Indeed, there were incidents in which black couples were rudely denied service in restaurants, and in 1873, a black man named Henry Robinson sued a railroad for discriminating against him; he lost the case before an all-white jury. The response from the two leading papers of St. Paul was predictable. The more sanguine Press, at least in terms of the paper’s position on black equality, argued that St. Paul jurors could not resist the same discriminatory impulses as their white neighbors. The editor even conceded that segregation on certain conveyances in Philadelphia, San Francisco, and Chicago had been found to be unlawful. But the Daily Pioneer chose to focus only on Robinson, insisting that a black man who received such gratuities as a ticket to ride a train needed to be grateful. Robinson should have let the matter drop after the first trial. “There is all-together too much disposition on the part of some of our colored citizens to bring this class of action.” Then, as if to issue a thinly veiled threat, the editor added, “It is to be hoped that they will take warning by this verdict.” That the events of 1873 would be considered “trifling,” as the Daily Pioneer termed them, was notable enough; the Republicans, who had been their sworn enemies a decade earlier, now stood unmasked as openly sharing, not just the same reactions to the new law, but fundamentally the same prejudices toward black people whom the law was enacted to protect. The Mankato Union viewed the Civil Rights bill as yet another fiber of the bloody shirt: “The main purpose of the bill is to carry . . . Grant at the next Presidential election, in the same way that Louisiana has been carried by Republicans the last two years.”
To be clear, the liberal-minded Republican men were not questioning the right of black men to political equality. But in their estimation the Republican Congress had gone too far in establishing a right to social equality. Unmindful of the countless slights even to middle-class blacks, for they were the only blacks who could afford to enjoy the conveyances of the white middle class, and therefore sought to avoid such moments where their dignity would likely be impugned, whites concluded that blacks likewise did not desire social equality, let alone a law that mandated it. After all, many concluded disingenuously, there had been no demonstration that blacks, any more than whites, wanted to sit in racially mixed company.
The very essence of the law required that blacks first enter a place where they will be denied services and humiliated. “It was easier,” historian C. Vann Woodward has written, “to avoid painful rebuff or insult by refraining from the test of rights. Negroes rarely intruded upon hotels or restaurants where they were unwelcome.” In other instances, blacks would not invoke the Civil Rights Act “to make themselves obnoxious,” since they “had too much self-respect to go where they were not wanted. . . . Such actions would end only in disturbances” and “colored people wanted peace and as little agitation as possible.” “As a rule,” observed the New York Times, just days after the bill was signed into law, “the Negroes in this part of the country are quiet, inoffensive people who live for and to themselves, and have no desire to intrude where they are not welcome.” The paper, which vigorously opposed the law, predicted “there would be little trouble in the North largely because the blacks are in so great a minority.” Even black businessmen such as high-end barbers “in particular feared losing white clientele while others viewed the prospect of equal separate facilities as an improvement.” In Minnesota, blacks were also divided, though few who learned of Wilkinson’s remarks on Louisiana were likely willing to inflame their most prominent and temperamental champion by saying that his handiwork was insufficient to achieving full opportunity, that it perhaps was his fault that black advancement was not greater.

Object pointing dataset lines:
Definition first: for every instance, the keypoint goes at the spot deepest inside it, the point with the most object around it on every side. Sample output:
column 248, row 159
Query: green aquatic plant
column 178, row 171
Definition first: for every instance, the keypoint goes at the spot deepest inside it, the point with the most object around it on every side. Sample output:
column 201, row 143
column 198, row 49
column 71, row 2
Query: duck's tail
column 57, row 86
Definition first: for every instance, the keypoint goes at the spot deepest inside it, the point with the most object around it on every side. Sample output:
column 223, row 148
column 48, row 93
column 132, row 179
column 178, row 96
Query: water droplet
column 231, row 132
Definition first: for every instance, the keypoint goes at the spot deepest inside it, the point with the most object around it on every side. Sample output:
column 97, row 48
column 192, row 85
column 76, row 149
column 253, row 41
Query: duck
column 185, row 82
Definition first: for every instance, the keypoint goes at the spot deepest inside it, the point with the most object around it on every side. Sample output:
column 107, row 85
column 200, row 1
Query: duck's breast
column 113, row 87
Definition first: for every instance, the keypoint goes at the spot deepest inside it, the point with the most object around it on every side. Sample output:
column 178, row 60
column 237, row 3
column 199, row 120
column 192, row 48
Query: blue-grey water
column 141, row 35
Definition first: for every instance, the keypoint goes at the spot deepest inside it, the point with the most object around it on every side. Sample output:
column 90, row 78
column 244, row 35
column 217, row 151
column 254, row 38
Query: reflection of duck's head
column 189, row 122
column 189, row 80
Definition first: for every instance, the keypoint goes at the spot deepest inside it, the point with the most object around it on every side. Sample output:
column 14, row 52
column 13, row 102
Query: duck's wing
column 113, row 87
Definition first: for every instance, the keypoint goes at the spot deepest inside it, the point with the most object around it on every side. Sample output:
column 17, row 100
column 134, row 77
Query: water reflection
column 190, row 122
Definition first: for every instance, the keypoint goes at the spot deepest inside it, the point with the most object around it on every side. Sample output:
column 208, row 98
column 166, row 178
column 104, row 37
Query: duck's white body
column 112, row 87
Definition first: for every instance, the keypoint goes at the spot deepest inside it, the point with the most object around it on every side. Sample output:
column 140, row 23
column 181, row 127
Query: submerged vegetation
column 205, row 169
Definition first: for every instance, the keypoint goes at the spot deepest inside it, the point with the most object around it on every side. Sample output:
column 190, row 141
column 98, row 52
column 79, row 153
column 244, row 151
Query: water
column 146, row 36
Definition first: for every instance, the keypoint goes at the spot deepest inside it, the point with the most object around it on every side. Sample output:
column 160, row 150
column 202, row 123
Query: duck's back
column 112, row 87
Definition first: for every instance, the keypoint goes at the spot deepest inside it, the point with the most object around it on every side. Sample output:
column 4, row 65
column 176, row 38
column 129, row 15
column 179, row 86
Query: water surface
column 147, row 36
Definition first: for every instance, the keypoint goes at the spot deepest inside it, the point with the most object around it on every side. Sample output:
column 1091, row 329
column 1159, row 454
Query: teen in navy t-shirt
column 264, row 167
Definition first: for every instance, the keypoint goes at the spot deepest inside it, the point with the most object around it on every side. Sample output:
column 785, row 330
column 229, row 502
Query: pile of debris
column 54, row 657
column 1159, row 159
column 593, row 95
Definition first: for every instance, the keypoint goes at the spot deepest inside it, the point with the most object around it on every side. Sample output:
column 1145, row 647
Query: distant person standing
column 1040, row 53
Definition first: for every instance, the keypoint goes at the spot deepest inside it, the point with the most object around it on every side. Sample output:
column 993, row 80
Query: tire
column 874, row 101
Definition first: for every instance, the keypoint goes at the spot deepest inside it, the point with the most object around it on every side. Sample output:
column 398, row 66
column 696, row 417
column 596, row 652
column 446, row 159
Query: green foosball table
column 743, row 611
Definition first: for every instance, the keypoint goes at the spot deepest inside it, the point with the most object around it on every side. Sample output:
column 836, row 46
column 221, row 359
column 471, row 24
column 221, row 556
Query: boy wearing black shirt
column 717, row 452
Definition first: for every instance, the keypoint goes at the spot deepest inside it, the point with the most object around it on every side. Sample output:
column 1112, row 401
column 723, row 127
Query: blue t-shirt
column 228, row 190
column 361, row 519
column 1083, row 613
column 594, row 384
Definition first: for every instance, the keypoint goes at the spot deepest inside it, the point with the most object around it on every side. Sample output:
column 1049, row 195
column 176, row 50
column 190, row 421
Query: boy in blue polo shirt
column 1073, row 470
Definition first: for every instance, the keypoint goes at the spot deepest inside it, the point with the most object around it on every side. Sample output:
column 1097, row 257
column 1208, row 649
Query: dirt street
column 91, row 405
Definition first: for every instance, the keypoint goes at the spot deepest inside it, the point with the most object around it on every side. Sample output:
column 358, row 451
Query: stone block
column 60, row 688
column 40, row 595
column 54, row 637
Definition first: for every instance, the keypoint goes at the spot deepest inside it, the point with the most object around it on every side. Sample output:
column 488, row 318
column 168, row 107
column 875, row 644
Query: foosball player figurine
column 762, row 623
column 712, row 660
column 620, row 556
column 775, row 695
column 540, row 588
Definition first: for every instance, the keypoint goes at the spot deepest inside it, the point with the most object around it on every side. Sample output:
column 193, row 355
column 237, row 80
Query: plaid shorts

--- What this exercise asks ---
[a] Can you print the civil rights passage starting at "To be clear, the" and ending at "racially mixed company."?
[b] Does the civil rights passage support each statement below? For each one, answer yes or no and quote the words from the passage that settle it. (i) Henry Robinson won his lawsuit against the railroad. (ii) The New York Times opposed the Civil Rights law. (iii) The Mankato Union claimed the bill was meant to help Grant in the next presidential election.

--- The results ---
[a]
To be clear, the liberal-minded Republican men were not questioning the right of black men to political equality. But in their estimation the Republican Congress had gone too far in establishing a right to social equality. Unmindful of the countless slights even to middle-class blacks, for they were the only blacks who could afford to enjoy the conveyances of the white middle class, and therefore sought to avoid such moments where their dignity would likely be impugned, whites concluded that blacks likewise did not desire social equality, let alone a law that mandated it. After all, many concluded disingenuously, there had been no demonstration that blacks, any more than whites, wanted to sit in racially mixed company.

[b]
(i) No: "he lost the case before an all-white jury."
(ii) Yes: "The paper, which vigorously opposed the law"
(iii) Yes: "The main purpose of the bill is to carry . . . Grant at the next Presidential election"